#### Your goal:
From the Bible Belt text below, return word for word the part that begins with the words containing "The region also" and ends with "mapped by Zelinsky.".

** Opening Text block block **

The region also includes most of Texas and North Florida, and extends east to include most of Virginia outside of Northern Virginia. In addition, the Bible Belt covers Missouri south of the Missouri River (i.e. the Ozarks), as well as Southern Indiana and Southern Ohio along the Ohio River.

On the other hand, areas in the South which are not considered part of the Bible Belt include heavily Catholic Southern Louisiana, religiously diverse Central and South Florida, overwhelmingly Hispanic South Texas and Trans-Pecos, and Northern Virginia in the Washington metropolitan area. A 1978 study by Charles Heatwole identified the Bible Belt as the region dominated by 24 fundamentalist Protestant denominations, (including Baptist and Methodist denominations), corresponding to essentially the same area mapped by Zelinsky.

According to Stephen W. Tweedie, an Associate Professor Emeritus in the Department of Geography at Oklahoma State University, the Bible Belt was viewed in terms of numerical concentration of the audience for religious television when he first published his research in 1995. He finds two belts: one more eastern that stretches from North Florida through Georgia, Alabama, Tennessee, Kentucky, Southside Virginia, and the Carolinas; and another concentrated in Texas (excluding El Paso and South Texas), Arkansas, Louisiana, (excluding New Orleans and Acadiana), Oklahoma, Missouri (excluding Kansas City and St. Louis), and Mississippi. "[H]is research also broke the Bible Belt into two core regions, a western region and an eastern region." Tweedie's western Bible Belt was focused on a core that extended from Little Rock, Arkansas, to Tulsa, Oklahoma. His eastern Bible Belt was focused on a core that included the major population centers of Alabama, Georgia, and Tennessee.

A study by the Pew Research Center in 2016 found that the ten most religious states were Alabama, Mississippi, Tennessee, Louisiana, Arkansas, South Carolina, West Virginia, Georgia, Oklahoma and North Carolina. A 2014 study by the Pew Research Center found that the states with the highest belief in the Bible as the literal word of God were Mississippi (56%), Alabama (51%), South Carolina (49%), West Virginia (47%), Tennessee (46%), Arkansas (45%), Louisiana (44%), Georgia (41%), Kentucky (41%), and Texas (39%).

The Bible belt roughly coincides with the Diabetes belt, the
 Teenage Pregnancy belt and the Obesity belt.

** Closing Text block block **
** Opening Source data block **

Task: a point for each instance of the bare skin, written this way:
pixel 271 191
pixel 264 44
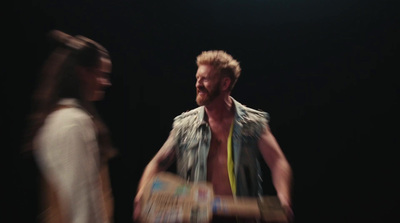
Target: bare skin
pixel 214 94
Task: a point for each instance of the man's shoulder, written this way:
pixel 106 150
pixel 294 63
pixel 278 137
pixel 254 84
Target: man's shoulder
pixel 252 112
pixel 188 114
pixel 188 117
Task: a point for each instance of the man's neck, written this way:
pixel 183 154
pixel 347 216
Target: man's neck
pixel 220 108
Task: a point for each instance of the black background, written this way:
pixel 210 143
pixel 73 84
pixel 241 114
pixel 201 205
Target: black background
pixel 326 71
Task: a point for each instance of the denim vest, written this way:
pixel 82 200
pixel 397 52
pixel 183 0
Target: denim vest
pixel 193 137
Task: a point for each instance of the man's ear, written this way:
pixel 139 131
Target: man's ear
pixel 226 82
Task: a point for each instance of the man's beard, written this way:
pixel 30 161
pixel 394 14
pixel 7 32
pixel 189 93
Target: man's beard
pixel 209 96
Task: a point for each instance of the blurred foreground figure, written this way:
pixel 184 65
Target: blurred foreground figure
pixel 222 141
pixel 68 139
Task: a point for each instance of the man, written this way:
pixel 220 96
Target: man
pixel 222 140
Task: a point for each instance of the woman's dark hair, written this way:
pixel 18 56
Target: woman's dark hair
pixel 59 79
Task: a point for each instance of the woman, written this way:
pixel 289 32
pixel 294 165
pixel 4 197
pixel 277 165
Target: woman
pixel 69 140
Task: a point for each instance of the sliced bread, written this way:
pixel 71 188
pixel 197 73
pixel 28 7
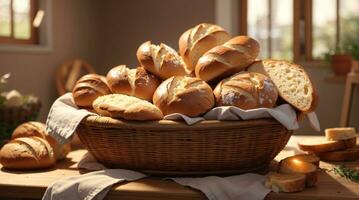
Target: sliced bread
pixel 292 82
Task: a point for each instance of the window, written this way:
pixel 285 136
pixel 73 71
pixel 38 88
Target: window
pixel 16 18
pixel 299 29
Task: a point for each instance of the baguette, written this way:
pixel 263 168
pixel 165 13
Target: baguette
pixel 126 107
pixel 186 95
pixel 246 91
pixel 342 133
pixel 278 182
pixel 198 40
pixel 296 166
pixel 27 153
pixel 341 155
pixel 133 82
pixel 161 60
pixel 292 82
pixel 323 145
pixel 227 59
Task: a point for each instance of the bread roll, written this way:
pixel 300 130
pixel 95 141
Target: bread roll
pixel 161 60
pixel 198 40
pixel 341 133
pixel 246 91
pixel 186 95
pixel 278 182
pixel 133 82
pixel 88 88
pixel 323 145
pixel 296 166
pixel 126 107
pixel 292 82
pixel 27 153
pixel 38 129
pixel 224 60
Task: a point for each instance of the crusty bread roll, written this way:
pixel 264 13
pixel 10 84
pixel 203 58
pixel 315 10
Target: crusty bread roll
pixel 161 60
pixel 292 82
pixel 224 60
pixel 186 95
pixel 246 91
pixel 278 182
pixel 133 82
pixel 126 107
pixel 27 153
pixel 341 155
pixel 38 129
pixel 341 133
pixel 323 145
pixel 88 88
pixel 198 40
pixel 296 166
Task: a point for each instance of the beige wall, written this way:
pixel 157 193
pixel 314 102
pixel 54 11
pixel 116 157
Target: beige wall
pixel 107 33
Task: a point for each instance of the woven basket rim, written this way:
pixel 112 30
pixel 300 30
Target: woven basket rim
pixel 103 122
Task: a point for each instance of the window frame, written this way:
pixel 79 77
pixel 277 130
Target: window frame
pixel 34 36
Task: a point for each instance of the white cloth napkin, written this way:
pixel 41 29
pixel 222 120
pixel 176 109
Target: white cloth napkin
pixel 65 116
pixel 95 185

** Closing Source data block **
** Opening Source data block **

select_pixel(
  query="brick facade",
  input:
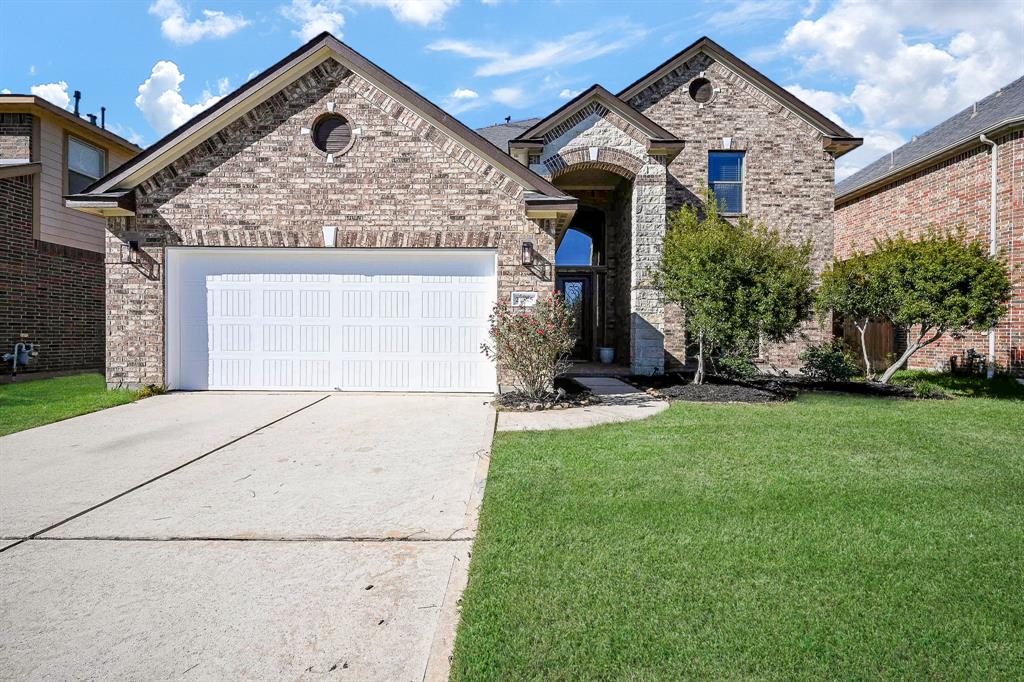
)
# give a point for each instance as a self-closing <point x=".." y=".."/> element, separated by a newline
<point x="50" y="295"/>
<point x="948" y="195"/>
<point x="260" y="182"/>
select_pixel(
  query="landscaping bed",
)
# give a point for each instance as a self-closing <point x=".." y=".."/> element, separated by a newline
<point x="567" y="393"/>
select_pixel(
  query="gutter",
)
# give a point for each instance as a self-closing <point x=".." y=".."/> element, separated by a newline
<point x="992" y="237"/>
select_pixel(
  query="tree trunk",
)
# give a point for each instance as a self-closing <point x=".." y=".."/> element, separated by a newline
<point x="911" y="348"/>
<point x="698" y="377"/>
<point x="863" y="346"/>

** Closing Source data block **

#### Exercise solution:
The region also includes most of Texas and North Florida, and extends east to include most of Virginia outside of Northern Virginia. In addition, the Bible Belt covers Missouri south of the Missouri River (i.e. the Ozarks), as well as Southern Indiana and Southern Ohio along the Ohio River.

On the other hand, areas in the South which are not considered part of the Bible Belt include heavily Catholic Southern Louisiana, religiously diverse Central and South Florida, overwhelmingly Hispanic South Texas and Trans-Pecos, and Northern Virginia in the Washington metropolitan area. A 1978 study by Charles Heatwole identified the Bible Belt as the region dominated by 24 fundamentalist Protestant denominations, (including Baptist and Methodist denominations), corresponding to essentially the same area mapped by Zelinsky.